• **TEXT PASSAGE**
○ ○ ○ ○

Adapting & Modifying ESL Content
A good way to ensure learning is maximized for each student in your class is to create a ‘language plan’ or ‘language map’ for each session you will be teaching. This means adjusting the regular lesson plan to cater specifically for the language needs of special needs students.
For example, an extra column could be added beside the description of activities to note how language needs can be met appropriately. This could simply be a note to ensure information is written onto large text cue cards, a note about charging a laptop so a voice recognition program can be used, a reminder to face towards a hearing impaired student when speaking, or a reminder to give text based information to a teacher aide or support person prior to the class.
ESL content may need to be adapted with modified work or worksheets that will ensure success is high, and students feel a sense of achievement. Books such as Everyday Literacy provide a range of useful adapted worksheets and activities suitable for ESL learners with disabilities.
Assessment is a challenging area when teaching ESL students with disabilities. An ESL teacher needs a good understanding of how the disability affects not only their classroom learning but also their ability to cope in an assessment situation. Remember that students need to demonstrate competence on a number of occasions during assessment, not just once. An ESL assessment for a student with a disability may need to be modified with large print, reduced text, verbal rather than written instructions, and/or extra time.

○ ○ ○ ○

• **WHAT THIS TASK INVOLVES**
Continue the passage on adapting ESL content for students with disabilities, starting right after its final sentence on modified assessments.

○ ○ ○ ○

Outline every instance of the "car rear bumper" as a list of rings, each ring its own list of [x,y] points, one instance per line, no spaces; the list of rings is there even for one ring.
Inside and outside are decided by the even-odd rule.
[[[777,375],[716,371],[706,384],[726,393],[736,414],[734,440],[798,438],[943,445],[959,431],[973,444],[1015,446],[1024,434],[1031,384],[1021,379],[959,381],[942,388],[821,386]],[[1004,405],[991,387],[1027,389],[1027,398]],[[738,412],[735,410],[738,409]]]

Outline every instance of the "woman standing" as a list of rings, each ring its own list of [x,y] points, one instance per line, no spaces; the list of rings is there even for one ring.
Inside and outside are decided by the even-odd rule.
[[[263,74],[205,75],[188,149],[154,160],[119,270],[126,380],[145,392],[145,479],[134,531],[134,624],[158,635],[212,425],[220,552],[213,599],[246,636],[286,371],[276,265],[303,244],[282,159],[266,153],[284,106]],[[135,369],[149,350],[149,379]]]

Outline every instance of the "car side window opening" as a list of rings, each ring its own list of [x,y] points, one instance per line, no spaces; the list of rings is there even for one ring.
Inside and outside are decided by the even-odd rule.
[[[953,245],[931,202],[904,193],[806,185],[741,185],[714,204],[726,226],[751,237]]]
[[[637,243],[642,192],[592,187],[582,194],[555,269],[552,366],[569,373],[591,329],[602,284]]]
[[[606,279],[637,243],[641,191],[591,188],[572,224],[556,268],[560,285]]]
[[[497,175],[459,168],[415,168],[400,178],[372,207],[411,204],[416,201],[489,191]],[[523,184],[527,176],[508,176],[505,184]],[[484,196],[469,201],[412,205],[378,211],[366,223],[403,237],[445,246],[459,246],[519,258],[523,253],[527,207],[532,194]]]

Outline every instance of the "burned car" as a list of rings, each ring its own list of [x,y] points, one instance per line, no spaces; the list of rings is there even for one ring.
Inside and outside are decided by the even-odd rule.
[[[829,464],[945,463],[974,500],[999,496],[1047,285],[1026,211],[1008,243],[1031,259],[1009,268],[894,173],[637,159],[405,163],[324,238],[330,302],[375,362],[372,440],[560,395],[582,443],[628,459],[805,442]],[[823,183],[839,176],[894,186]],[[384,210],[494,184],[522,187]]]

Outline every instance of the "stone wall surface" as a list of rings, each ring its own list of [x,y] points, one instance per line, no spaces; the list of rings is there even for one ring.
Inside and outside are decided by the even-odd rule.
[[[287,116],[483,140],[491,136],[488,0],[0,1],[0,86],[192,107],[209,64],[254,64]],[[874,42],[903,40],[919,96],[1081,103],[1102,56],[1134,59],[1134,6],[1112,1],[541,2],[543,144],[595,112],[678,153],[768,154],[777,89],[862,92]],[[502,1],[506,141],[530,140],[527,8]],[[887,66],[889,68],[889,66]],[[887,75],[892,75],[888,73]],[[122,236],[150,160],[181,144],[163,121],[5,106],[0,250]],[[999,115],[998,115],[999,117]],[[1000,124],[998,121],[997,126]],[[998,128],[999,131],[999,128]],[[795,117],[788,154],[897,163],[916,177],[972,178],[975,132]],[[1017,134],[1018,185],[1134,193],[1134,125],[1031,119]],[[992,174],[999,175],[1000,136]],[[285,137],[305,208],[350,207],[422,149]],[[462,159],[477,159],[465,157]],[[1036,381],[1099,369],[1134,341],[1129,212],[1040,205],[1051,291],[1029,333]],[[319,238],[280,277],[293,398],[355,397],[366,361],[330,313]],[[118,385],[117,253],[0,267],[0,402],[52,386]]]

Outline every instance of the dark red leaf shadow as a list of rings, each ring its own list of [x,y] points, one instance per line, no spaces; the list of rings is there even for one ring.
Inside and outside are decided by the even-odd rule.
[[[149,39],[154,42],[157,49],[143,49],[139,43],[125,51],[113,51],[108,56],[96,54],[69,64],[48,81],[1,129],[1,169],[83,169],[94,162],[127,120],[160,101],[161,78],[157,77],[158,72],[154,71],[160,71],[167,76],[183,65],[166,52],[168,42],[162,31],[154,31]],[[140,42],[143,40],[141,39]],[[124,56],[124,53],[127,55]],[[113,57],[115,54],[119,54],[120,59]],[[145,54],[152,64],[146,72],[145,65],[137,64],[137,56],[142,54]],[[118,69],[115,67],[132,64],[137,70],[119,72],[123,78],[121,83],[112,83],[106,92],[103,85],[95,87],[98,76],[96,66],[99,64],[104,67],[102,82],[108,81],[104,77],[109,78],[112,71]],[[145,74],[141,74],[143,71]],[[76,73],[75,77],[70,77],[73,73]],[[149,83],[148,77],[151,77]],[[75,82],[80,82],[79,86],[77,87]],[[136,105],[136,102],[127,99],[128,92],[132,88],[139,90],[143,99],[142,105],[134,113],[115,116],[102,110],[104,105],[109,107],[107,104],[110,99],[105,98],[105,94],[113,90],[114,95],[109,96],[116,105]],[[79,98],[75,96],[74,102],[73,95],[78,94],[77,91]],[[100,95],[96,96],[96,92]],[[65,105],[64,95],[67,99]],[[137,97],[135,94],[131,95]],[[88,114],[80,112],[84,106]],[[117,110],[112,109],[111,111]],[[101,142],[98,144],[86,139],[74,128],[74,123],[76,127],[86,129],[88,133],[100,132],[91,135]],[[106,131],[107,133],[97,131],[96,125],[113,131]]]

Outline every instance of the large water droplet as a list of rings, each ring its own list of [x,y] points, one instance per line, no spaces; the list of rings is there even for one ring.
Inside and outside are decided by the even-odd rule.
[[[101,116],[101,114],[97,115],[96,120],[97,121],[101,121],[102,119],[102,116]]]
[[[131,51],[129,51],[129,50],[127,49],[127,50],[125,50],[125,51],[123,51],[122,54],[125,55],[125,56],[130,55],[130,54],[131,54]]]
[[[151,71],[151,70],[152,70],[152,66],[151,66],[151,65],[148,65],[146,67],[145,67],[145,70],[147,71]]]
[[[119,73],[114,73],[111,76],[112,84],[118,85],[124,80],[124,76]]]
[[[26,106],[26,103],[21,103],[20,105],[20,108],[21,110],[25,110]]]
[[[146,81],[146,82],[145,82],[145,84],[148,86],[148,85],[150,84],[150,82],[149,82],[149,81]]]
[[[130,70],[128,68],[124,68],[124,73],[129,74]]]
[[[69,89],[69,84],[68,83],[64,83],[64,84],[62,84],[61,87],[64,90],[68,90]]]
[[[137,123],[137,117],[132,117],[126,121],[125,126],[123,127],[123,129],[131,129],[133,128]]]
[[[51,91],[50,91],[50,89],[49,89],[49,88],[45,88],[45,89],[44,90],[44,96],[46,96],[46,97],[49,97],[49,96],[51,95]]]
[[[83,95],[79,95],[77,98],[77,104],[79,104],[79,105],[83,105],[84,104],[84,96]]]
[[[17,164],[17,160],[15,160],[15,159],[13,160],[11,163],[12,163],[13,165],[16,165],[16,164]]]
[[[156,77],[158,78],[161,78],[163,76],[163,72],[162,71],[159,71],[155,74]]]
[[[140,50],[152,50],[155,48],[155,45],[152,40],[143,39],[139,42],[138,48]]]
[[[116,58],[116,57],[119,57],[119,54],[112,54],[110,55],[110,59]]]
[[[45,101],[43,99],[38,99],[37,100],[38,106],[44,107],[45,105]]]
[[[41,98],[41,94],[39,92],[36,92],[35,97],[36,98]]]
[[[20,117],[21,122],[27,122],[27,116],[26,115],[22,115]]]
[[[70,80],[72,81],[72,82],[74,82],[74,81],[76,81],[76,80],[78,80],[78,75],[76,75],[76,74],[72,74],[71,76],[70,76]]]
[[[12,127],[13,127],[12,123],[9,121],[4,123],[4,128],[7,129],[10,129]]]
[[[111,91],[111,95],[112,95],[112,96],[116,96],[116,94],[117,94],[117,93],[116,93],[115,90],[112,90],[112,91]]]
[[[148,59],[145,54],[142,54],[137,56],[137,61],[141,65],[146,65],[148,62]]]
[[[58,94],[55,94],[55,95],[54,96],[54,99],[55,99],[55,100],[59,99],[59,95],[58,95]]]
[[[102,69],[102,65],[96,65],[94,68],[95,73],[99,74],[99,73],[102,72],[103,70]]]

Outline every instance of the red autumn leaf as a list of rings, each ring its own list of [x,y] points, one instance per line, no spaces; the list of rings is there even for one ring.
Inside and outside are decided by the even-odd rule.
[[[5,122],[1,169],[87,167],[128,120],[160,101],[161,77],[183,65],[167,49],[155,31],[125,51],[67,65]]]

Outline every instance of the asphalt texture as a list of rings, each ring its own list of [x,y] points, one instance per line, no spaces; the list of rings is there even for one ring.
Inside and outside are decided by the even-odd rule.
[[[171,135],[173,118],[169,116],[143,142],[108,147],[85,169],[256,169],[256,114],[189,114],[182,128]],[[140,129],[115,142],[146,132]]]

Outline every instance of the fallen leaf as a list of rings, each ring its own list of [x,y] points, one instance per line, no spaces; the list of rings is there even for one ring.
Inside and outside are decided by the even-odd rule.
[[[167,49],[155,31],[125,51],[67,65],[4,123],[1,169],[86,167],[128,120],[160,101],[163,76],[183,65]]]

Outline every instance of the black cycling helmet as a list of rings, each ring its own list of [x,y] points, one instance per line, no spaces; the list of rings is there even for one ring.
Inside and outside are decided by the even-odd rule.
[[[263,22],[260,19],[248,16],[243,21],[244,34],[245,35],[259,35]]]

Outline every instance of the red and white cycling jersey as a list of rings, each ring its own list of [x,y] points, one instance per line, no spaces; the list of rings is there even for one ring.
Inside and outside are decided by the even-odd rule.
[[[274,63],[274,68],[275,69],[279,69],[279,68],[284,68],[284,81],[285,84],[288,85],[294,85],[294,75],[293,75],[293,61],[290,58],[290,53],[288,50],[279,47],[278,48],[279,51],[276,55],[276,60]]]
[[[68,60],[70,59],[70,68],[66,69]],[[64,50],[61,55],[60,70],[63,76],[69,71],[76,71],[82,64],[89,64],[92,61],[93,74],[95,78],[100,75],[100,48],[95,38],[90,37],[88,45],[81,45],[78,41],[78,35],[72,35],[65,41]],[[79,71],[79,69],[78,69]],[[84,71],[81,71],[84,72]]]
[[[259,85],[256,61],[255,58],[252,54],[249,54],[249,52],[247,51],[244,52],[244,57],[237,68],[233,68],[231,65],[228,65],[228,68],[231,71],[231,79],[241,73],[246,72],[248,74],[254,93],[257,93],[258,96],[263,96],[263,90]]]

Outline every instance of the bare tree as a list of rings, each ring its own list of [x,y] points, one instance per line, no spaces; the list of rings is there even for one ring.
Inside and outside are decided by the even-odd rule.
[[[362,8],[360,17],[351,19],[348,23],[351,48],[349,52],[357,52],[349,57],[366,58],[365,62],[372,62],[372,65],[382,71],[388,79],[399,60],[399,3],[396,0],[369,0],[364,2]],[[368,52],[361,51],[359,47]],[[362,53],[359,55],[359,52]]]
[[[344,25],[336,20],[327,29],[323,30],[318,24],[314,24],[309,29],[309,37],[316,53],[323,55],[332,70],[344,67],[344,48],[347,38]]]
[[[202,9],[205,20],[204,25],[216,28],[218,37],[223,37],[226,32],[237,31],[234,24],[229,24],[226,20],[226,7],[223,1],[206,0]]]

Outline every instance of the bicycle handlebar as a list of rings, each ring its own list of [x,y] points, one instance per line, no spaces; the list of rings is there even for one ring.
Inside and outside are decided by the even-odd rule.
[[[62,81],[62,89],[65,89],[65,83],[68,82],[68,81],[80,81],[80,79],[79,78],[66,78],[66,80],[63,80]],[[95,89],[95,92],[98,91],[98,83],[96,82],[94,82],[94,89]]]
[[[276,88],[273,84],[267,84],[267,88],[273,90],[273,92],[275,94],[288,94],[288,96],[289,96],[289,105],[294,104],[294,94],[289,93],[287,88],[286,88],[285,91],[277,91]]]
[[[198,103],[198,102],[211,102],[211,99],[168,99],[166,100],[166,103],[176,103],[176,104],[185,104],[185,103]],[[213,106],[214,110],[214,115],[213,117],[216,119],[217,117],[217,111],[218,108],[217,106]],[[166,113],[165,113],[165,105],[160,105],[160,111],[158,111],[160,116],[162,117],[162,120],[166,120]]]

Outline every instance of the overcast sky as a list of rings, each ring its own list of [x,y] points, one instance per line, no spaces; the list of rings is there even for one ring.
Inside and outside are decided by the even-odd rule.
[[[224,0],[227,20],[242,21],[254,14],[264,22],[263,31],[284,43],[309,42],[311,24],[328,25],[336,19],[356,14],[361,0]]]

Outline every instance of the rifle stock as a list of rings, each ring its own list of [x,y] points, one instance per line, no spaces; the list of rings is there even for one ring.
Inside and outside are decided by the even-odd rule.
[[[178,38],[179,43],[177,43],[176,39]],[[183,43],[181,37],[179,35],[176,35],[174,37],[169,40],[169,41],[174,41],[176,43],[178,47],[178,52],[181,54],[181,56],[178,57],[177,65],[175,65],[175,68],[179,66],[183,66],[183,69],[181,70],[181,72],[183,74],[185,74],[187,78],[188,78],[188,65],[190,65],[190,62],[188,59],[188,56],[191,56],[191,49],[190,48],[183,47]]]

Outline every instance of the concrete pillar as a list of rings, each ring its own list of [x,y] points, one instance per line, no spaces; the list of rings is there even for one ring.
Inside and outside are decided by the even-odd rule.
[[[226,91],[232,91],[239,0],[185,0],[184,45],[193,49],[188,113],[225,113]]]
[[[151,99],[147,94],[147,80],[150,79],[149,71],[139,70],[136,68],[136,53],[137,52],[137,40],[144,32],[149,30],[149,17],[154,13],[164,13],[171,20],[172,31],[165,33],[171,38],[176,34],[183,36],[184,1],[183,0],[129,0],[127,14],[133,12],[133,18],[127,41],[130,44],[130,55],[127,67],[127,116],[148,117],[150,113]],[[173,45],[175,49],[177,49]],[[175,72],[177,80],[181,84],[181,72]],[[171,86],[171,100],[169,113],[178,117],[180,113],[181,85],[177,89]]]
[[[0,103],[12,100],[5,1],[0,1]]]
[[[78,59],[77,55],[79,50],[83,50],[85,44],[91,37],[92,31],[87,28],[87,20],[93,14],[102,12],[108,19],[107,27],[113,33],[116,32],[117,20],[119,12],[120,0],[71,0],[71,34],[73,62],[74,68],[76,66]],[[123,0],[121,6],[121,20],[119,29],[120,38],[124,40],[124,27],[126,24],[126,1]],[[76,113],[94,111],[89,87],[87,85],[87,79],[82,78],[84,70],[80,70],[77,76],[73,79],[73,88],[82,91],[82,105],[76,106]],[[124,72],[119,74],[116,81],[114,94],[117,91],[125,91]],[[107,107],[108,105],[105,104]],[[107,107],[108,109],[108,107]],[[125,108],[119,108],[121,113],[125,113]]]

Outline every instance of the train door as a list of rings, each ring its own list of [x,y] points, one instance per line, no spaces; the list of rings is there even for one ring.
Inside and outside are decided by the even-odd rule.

○ ○ ○ ○

• **TASK ANSWER**
Example Language Plan in Action
Here is an example of a language plan for a class on personal presentation for a job interview with a group of 15 year old students in a mainstream ESL class setting:
Discuss job interviews, and write key words onto electronic white board or chalkboard.
Brainstorm ‘personal presentation’ on board, and talk about why it is important - does it matter?
Language plan: check Kylah has her USB memory stick with her to download intro notes onto laptop; ensure Barry is seated near front of room so he can lip read.
Activity 1 –
Break into small groups to design an outfit and image for an interviewee.
Language plan: put Barry with Ben and prompt Ben to speak clearly and not mumble; check chair arrangement of their group
Activity 2 –
Whole class presentation of designs
Ask for a volunteer from each group to present their ideas.
Encourage general discussion and comments.
Focus on idea that different jobs have different presentation requirements at interview.
Language plan: use gesture and eye contact to remind Barry about movement around room and encourage her to use signing to show when she wants to leave the group; check that Kylah has notes on her USB and has saved them to a named file.